* What this exercise asks *
• a. Put this sentence from the stealth librarianship manifesto into Spanish: "Our two core patron communities as academic librarians are faculty and students."
• b. Reproduce the passage of the stealth librarianship manifesto starting with "Our two core" and going on through "faculty in presentations.", renaming "faculty" as "professors" throughout.
• c. Write what comes next in the stealth librarianship manifesto, picking up after its final sentence.

* Text *
╭──
Stealth librarianship is a way of being.

This particular edition of the manifesto applies to academic libraries. The principles of stealth librarianship apply to all branches of the profession, each in particular ways. Other manifestos could exist for, say, public or corporate librarians.

However the core is the same: to thrive and survive in a challenging environment, we must subtly and not-so-subtly insinuate ourselves into the lives of our patrons. We must concentrate on becoming part of their world, part of their landscape.

Our two core patron communities as academic librarians are faculty and students. This manifesto concerns faculty. A later manifesto may address infiltrating student communities with stealth librarians. Or, you can write that one yourself. Go for it.

The jobs of faculty comprise research, teaching and service. We must stealthfully insinuate ourselves in those areas. We must make our laser-like core focus our patrons.

  • We must stop going to librarian conferences and instead attend conferences where our patrons will be present.
  • We must stop presenting only to our fellow librarians. That's what Twitter is for. We must make our case to our patrons on their turf, not make our case to ourselves on our own turf.
  • Where possible, we must collaborate with faculty in presentations.
  • We must stop reading the formal library literature. That's what librar* blogs are for. We must familiarize ourselves with the literature and scholarly communications ecosystems of our patron communities.
╰──
* Dataset excerpt *
╭──
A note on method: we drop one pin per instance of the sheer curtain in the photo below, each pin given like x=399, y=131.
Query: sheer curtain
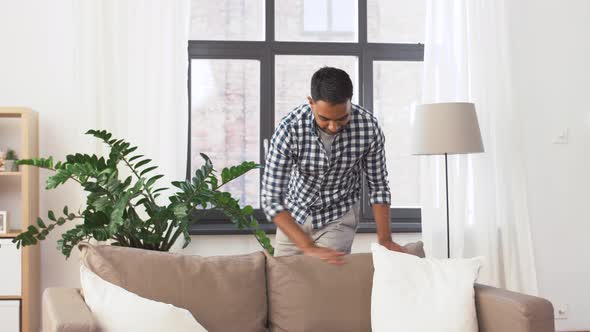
╰──
* Answers given *
• a. Nuestras dos comunidades principales de usuarios como bibliotecarios académicos son el profesorado y los estudiantes.

• b.
Our two core patron communities as academic librarians are professors and students. This manifesto concerns professors. A later manifesto may address infiltrating student communities with stealth librarians. Or, you can write that one yourself. Go for it.

The jobs of professors comprise research, teaching and service. We must stealthfully insinuate ourselves in those areas. We must make our laser-like core focus our patrons.

  • We must stop going to librarian conferences and instead attend conferences where our patrons will be present.
  • We must stop presenting only to our fellow librarians. That's what Twitter is for. We must make our case to our patrons on their turf, not make our case to ourselves on our own turf.
  • Where possible, we must collaborate with professors in presentations.

• c.
  • We must stop writing the formal library literature. That's what librar* blogs are for. We must make our case for the usefulness of what we do in the literature of our patron communities.
  • We must stop joining librarian associations. That's what Friendfeed and Facebook are for. (Go LSW!) We must instead join associations that revolve around our patron communities.
  • We must not segregate ourselves within "library divisions" in those organizations but must partake fully in those associations. As above, this includes conferences and society publications.
  • In terms of engaging faculty at conferences and in the literature, we must engage both their teaching and research roles.
  • We must stop serving on so damn many library committees and make time to sit on committees at all levels of our institutions' governance structure. It may take time and considerable effort to stealthily insinuate ourselves into all the places we belong.
  • We must invite ourselves to and actively participate in departmental meetings, faculty councils, senates and whatever other bodies make sense.
  • We must integrate ourselves as fully into the teaching mission and classroom environment of our faculty as staffing levels allow. We have much of value to teach their students and can help faculty fulfill their curricular goals.
  • We must fully engage our faculty in the social networking spaces where they live. As well as all the library people we engage, we must also follow and interact with our patrons on Twitter, Facebooks and other sites, where appropriate.
  • Add your manifesto element here.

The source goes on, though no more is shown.